● TEXTO DE LECTURA:

◆ ◆ ◆

Ante esa imposición toda la oposición democrática presentó la postura unánime de desconocer la legitimidad del plebiscito, tal como lo expresó el expresidente Eduardo Frei Montalva en su discurso del 27 de agosto de 1980 en el Teatro Caupolicán de Santiago, donde propuso un gobierno de transición fuera del marco que señalaba la nueva Constitución: “Constituido este gobierno de transición se elija por votación popular una Asamblea Constituyente u otro organismo auténticamente representativo de todas las corrientes de opinión nacional, como fue en 1925, que tendrá a su cargo la elaboración de un proyecto de Constitución” (Gazmuri, 2000: 502).

Esta demanda por una Asamblea Constituyente se mantuvo como la postura común de los sectores democráticos, lo que queda refrendado en diversos documentos de los distintos partidos, incluyendo a la Democracia Cristiana. Gabriel Valdés como presidente del PDC, señalaba en 1982: «Es preciso reiterar que la transición debe ser dirigida por quienes crean en la democracia, pues el único objeto de la transición es llegar a una Constituyente que establezca la democracia» (Valdés, 1982). Sólo en agosto de 1984 Patricio Aylwin, vicepresidente de la Democracia Cristiana, propuso una tesis diferente, en el marco de un seminario interno de su partido. Aylwin asumía que una Asamblea Constituyente era el mecanismo más adecuado y coherente en el objetivo de una nueva carta fundamental:

“Soy de los que creen que la generación de una Asamblea Constituyente, por sufragio universal, libre, secreto e informado, es el mejor procedimiento para elaborar una nueva Constitución democrática. Es el camino propuesto por el Grupo de los 24 y por la Alianza Democrática” (Aylwin, 1984: 24).

◆ ◆ ◆

● MATERIAL EXTRAÍDO:
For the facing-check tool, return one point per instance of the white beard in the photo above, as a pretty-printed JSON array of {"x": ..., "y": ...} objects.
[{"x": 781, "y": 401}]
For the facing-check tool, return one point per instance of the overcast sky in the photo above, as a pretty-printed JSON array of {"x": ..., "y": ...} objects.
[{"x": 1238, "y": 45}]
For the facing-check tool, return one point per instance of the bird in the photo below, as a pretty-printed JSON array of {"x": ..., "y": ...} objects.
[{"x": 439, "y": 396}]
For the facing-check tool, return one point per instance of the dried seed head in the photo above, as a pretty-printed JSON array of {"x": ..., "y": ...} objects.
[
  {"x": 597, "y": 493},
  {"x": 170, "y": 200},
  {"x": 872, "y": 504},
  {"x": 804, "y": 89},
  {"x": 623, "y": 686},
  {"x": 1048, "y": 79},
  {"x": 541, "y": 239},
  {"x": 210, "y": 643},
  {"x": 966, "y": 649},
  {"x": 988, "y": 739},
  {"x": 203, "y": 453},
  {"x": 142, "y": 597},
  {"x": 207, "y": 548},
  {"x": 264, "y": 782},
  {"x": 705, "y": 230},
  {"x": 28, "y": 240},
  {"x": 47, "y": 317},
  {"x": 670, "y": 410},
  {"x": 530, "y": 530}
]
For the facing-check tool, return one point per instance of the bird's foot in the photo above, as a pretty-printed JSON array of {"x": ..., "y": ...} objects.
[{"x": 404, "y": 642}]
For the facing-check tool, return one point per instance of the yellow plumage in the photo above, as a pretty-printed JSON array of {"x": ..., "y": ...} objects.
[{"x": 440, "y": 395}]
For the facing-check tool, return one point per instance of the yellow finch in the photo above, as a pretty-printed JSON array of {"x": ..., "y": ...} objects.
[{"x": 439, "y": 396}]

◆ ◆ ◆

● EJERCICIO PROPUESTO 1: ¿Cómo quedaría en forma de lista breve el párrafo del texto sobre la Asamblea Constituyente que comienza con «Esta demanda por una Asamblea Constituyente»? Conserva sus datos principales.
● EJERCICIO PROPUESTO 2: ¿Cómo se traduce al inglés esta oración del texto sobre la Asamblea Constituyente: «Sólo en agosto de 1984 Patricio Aylwin, vicepresidente de la Democracia Cristiana, propuso una tesis diferente, en el marco de un seminario interno de su partido.»?
● EJERCICIO PROPUESTO 3: Continúa el texto sobre la Asamblea Constituyente a partir de su última oración.

● RESPUESTA 1:
- La demanda por una Asamblea Constituyente fue la postura común de los sectores democráticos.
- Así lo muestran documentos de distintos partidos, entre ellos la Democracia Cristiana.
- En 1982, Gabriel Valdés, presidente del PDC, afirmó que la transición debía ser dirigida por quienes creyeran en la democracia. Según él, su único objeto era llegar a una Constituyente que estableciera la democracia.
- Recién en agosto de 1984, Patricio Aylwin, vicepresidente de la Democracia Cristiana, propuso una tesis distinta en un seminario interno de su partido.
- Aylwin asumía que una Asamblea Constituyente era el mecanismo más adecuado y coherente para lograr una nueva carta fundamental.

● RESPUESTA 2: Only in August 1984 did Patricio Aylwin, vice president of the Christian Democrats, propose a different thesis, in the context of an internal seminar of his party.

● RESPUESTA 3:
Pero luego de este reconocimiento inicial, la ponencia de Aylwin dio un giro en vista a proponer una salida jurídico-política viable en la coyuntura existente. Presuponía que el ciclo de protestas iniciado en 1983 no había provocado la caída de la dictadura ya que no se había logrado una fisura en las Fuerzas Armadas. Se impondría así un impasse catastrófico, que imposibilitaría la solución constituyente. Aylwin propuso entonces la tesis de un acuerdo transversal basado en una serie de reformas constitucionales parciales, que deberían ser concordadas con el régimen militar:

“Ni yo puedo pretender que el general Pinochet reconozca que su constitución es ilegítima, ni él puede exigirme que yo la reconozca como legítima. La única ventaja que él tiene sobre mí a este respecto, es que esa Constitución –me guste o no- está rigiendo. Este es un hecho que forma parte de la realidad y que yo acato. ¿Cómo superar este impasse sin que nadie sufra una humillación? Sólo hay una manera: eludir deliberadamente el tema de la legitimidad” (Aylwin, 1984: 25).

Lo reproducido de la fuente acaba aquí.